Material shown:

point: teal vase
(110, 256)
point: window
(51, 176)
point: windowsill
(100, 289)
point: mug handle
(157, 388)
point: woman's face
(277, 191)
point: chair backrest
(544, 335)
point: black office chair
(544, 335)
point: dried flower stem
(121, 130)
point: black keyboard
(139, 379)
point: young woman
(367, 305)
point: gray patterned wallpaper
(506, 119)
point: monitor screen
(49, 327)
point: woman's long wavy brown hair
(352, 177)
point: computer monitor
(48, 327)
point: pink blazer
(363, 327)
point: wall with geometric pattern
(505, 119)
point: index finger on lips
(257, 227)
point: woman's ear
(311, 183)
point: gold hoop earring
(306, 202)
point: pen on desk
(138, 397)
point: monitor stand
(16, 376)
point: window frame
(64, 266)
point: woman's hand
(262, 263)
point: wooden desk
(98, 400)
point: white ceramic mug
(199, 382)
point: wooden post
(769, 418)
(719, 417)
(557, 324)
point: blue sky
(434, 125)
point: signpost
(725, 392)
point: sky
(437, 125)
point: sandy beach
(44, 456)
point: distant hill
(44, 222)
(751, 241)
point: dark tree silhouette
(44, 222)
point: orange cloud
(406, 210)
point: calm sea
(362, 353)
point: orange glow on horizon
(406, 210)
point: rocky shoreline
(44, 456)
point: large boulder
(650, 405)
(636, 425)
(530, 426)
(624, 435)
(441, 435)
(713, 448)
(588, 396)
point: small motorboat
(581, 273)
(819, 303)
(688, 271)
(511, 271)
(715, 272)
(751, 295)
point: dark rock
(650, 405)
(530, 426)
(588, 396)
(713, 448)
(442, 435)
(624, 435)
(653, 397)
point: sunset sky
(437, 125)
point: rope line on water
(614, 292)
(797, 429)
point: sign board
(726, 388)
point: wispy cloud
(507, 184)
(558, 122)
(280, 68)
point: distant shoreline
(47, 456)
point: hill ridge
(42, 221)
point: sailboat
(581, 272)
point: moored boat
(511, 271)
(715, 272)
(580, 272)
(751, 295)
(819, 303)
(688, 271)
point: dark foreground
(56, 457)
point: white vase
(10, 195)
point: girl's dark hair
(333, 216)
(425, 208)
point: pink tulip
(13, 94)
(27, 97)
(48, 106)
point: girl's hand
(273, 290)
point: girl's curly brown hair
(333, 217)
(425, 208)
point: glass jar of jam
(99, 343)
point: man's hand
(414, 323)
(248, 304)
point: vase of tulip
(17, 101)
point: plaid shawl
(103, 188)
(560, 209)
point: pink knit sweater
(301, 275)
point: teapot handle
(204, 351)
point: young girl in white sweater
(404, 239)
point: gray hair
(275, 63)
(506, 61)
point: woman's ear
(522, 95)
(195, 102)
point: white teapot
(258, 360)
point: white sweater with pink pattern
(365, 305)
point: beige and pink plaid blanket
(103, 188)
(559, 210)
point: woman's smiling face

Work to do: Please rewrite every line of the records above as a Markdown table with the columns Row and Record line, numbering the rows in order and omitting any blank lines.

Result of this task:
| Row | Record line |
|---|---|
| 1 | point: teal vase |
| 2 | (110, 256) |
| 3 | point: window |
| 4 | (51, 176) |
| 5 | point: windowsill |
| 6 | (100, 289) |
| 7 | point: mug handle |
| 8 | (157, 388) |
| 9 | point: woman's face |
| 10 | (277, 191) |
| 11 | point: chair backrest |
| 12 | (544, 335) |
| 13 | point: black office chair |
| 14 | (544, 335) |
| 15 | point: dried flower stem |
| 16 | (121, 130) |
| 17 | point: black keyboard |
| 18 | (139, 379) |
| 19 | point: young woman |
| 20 | (367, 305) |
| 21 | point: gray patterned wallpaper |
| 22 | (506, 119) |
| 23 | point: monitor screen |
| 24 | (49, 327) |
| 25 | point: woman's long wavy brown hair |
| 26 | (352, 177) |
| 27 | point: computer monitor |
| 28 | (48, 327) |
| 29 | point: pink blazer |
| 30 | (363, 327) |
| 31 | point: wall with geometric pattern |
| 32 | (505, 119) |
| 33 | point: index finger on lips |
| 34 | (257, 227) |
| 35 | point: woman's ear |
| 36 | (311, 183) |
| 37 | point: gold hoop earring |
| 38 | (306, 202) |
| 39 | point: pen on desk |
| 40 | (138, 397) |
| 41 | point: monitor stand |
| 42 | (16, 376) |
| 43 | point: window frame |
| 44 | (64, 266) |
| 45 | point: woman's hand |
| 46 | (262, 263) |
| 47 | point: wooden desk |
| 48 | (98, 400) |
| 49 | point: white ceramic mug |
| 50 | (199, 382) |
| 51 | point: wooden post |
| 52 | (769, 418) |
| 53 | (719, 417) |
| 54 | (557, 324) |
| 55 | point: blue sky |
| 56 | (434, 125) |
| 57 | point: signpost |
| 58 | (725, 392) |
| 59 | point: sky |
| 60 | (437, 125) |
| 61 | point: sandy beach |
| 62 | (44, 456) |
| 63 | point: distant hill |
| 64 | (44, 222) |
| 65 | (751, 241) |
| 66 | point: dark tree silhouette |
| 67 | (44, 222) |
| 68 | point: orange cloud |
| 69 | (406, 210) |
| 70 | point: calm sea |
| 71 | (362, 353) |
| 72 | point: orange glow on horizon |
| 73 | (406, 210) |
| 74 | point: rocky shoreline |
| 75 | (44, 456) |
| 76 | point: large boulder |
| 77 | (650, 405) |
| 78 | (636, 425) |
| 79 | (530, 426) |
| 80 | (624, 435) |
| 81 | (441, 435) |
| 82 | (713, 448) |
| 83 | (588, 396) |
| 84 | point: small motorboat |
| 85 | (581, 273) |
| 86 | (819, 303) |
| 87 | (688, 271) |
| 88 | (511, 271) |
| 89 | (715, 272) |
| 90 | (751, 295) |
| 91 | point: dark rock |
| 92 | (650, 405) |
| 93 | (530, 426) |
| 94 | (588, 396) |
| 95 | (713, 448) |
| 96 | (442, 435) |
| 97 | (624, 435) |
| 98 | (653, 397) |
| 99 | point: sunset sky |
| 100 | (437, 125) |
| 101 | point: rope line on water |
| 102 | (614, 292) |
| 103 | (797, 429) |
| 104 | point: sign board |
| 105 | (726, 388) |
| 106 | point: wispy cloud |
| 107 | (507, 184) |
| 108 | (558, 122) |
| 109 | (280, 68) |
| 110 | point: distant shoreline |
| 111 | (47, 456) |
| 112 | point: hill ridge |
| 113 | (42, 221) |
| 114 | point: sailboat |
| 115 | (581, 272) |
| 116 | point: moored boat |
| 117 | (511, 271) |
| 118 | (715, 272) |
| 119 | (580, 272) |
| 120 | (751, 295) |
| 121 | (819, 303) |
| 122 | (688, 271) |
| 123 | point: dark foreground |
| 124 | (56, 457) |
| 125 | point: white vase |
| 126 | (10, 195) |
| 127 | point: girl's dark hair |
| 128 | (333, 216) |
| 129 | (425, 208) |
| 130 | point: pink tulip |
| 131 | (13, 94) |
| 132 | (27, 97) |
| 133 | (48, 106) |
| 134 | point: girl's hand |
| 135 | (273, 290) |
| 136 | point: girl's curly brown hair |
| 137 | (333, 217) |
| 138 | (425, 208) |
| 139 | point: glass jar of jam |
| 140 | (99, 343) |
| 141 | point: man's hand |
| 142 | (414, 323) |
| 143 | (248, 304) |
| 144 | point: vase of tulip |
| 145 | (17, 101) |
| 146 | point: plaid shawl |
| 147 | (103, 188) |
| 148 | (560, 209) |
| 149 | point: pink knit sweater |
| 150 | (301, 275) |
| 151 | point: teapot handle |
| 152 | (204, 351) |
| 153 | point: young girl in white sweater |
| 154 | (404, 239) |
| 155 | point: gray hair |
| 156 | (275, 63) |
| 157 | (506, 61) |
| 158 | point: woman's ear |
| 159 | (522, 95) |
| 160 | (195, 102) |
| 161 | point: white teapot |
| 162 | (258, 360) |
| 163 | point: white sweater with pink pattern |
| 164 | (365, 305) |
| 165 | point: beige and pink plaid blanket |
| 166 | (103, 188) |
| 167 | (559, 210) |
| 168 | point: woman's smiling face |